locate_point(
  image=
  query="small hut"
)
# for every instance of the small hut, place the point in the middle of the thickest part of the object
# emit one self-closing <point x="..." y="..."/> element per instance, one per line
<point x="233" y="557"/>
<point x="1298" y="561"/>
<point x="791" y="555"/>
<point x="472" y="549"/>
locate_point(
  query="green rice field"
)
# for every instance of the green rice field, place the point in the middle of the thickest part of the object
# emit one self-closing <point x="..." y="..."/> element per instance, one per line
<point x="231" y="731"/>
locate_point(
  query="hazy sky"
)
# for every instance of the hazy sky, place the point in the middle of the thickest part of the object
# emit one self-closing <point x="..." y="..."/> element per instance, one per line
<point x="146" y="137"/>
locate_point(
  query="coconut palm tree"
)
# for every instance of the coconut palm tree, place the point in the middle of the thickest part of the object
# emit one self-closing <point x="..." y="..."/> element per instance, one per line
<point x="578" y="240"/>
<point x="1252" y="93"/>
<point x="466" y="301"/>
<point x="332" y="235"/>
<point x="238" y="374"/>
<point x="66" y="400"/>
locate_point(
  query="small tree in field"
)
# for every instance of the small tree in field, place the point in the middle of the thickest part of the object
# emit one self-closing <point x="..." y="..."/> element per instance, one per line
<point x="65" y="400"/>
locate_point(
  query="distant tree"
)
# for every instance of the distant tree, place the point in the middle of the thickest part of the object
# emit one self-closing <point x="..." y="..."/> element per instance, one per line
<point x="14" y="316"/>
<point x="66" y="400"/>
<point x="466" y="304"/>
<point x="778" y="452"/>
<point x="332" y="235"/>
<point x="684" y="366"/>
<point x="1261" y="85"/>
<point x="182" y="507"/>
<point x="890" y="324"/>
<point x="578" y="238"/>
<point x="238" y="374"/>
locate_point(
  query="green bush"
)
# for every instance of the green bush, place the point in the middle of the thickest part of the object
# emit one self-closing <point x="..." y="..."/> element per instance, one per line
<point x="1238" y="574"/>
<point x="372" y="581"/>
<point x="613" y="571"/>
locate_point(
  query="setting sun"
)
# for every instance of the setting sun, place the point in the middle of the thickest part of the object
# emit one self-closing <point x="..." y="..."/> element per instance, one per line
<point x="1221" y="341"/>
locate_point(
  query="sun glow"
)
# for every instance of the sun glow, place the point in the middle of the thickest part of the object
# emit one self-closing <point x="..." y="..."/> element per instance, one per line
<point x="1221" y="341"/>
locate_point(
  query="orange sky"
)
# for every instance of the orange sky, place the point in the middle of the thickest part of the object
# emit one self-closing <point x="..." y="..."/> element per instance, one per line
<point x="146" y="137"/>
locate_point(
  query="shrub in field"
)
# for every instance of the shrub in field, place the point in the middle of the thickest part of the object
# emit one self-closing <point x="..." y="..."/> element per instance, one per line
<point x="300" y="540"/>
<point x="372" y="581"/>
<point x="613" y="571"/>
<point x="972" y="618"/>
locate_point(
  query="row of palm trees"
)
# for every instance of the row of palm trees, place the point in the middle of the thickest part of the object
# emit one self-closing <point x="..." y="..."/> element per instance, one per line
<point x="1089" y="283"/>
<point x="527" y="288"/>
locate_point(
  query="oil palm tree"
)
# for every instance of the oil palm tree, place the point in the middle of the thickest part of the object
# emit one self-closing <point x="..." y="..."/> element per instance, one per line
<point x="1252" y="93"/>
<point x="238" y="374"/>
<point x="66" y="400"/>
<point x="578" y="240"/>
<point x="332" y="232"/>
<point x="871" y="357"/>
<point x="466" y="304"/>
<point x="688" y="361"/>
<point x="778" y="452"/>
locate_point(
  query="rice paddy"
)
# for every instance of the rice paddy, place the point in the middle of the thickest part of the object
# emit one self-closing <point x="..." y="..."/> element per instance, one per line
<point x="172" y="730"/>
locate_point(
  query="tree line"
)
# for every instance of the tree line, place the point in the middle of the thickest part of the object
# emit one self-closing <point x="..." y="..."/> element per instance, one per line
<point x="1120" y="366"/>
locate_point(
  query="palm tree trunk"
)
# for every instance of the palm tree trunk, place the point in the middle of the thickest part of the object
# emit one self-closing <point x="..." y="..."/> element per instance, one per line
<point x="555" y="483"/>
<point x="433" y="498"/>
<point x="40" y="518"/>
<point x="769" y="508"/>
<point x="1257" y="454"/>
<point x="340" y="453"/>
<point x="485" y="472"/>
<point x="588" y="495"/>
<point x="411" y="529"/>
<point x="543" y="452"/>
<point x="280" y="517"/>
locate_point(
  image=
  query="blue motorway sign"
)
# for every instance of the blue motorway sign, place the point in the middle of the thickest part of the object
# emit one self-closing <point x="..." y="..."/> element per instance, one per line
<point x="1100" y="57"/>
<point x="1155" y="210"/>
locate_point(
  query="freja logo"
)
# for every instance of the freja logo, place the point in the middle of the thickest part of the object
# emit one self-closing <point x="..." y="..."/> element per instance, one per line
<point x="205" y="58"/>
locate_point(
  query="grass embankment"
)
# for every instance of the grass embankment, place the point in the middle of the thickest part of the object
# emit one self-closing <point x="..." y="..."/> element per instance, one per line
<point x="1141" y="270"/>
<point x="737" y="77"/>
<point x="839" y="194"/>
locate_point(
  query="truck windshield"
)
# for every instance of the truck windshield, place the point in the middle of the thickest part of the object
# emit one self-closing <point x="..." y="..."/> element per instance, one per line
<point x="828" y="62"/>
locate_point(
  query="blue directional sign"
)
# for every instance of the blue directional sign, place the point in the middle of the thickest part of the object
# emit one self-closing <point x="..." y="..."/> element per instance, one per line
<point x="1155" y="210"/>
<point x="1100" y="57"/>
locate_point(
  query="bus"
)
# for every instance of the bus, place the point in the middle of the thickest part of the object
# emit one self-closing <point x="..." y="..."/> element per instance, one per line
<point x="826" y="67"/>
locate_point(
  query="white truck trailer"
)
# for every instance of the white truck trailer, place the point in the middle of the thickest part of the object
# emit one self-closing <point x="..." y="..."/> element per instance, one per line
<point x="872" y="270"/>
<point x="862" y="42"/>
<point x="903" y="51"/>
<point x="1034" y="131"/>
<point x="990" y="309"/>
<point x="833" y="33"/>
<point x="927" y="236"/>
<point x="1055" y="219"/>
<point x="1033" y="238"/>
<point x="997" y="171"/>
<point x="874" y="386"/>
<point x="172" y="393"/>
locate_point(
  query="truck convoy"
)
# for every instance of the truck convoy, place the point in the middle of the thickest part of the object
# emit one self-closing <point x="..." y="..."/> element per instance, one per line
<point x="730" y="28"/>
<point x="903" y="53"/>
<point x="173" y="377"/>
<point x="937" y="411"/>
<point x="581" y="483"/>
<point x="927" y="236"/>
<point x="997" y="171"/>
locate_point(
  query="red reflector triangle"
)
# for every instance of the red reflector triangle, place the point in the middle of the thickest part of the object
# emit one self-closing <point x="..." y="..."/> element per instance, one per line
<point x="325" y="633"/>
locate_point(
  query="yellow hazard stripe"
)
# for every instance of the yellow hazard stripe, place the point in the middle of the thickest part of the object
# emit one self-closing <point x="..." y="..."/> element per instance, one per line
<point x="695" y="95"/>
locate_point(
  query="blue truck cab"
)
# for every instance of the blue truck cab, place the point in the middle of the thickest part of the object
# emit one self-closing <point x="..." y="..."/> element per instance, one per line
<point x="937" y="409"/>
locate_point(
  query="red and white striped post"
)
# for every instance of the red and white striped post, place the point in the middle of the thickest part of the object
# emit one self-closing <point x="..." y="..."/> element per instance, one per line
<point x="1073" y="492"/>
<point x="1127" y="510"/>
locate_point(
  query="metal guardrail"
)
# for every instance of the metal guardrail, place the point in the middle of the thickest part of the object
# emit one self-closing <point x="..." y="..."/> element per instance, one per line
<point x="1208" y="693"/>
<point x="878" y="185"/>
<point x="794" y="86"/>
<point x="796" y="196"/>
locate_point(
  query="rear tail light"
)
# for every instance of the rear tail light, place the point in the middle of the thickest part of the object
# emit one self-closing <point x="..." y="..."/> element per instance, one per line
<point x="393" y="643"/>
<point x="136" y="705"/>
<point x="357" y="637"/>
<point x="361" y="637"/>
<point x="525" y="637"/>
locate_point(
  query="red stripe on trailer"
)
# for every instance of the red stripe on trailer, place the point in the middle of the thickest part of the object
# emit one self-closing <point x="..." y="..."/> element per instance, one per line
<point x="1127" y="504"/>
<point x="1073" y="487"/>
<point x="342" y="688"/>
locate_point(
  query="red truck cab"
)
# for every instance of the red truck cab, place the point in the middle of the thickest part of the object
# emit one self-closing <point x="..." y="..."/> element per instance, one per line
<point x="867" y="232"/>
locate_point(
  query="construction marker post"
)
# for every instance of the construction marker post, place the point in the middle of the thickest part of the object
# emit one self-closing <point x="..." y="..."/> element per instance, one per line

· · ·

» Given request: Copy out each line of the records above that has the word "distant" in it, with case counting.

» Exercise solution:
  query="distant tree"
# for every instance of the distant tree, place the point in the middle of the thickest part of the object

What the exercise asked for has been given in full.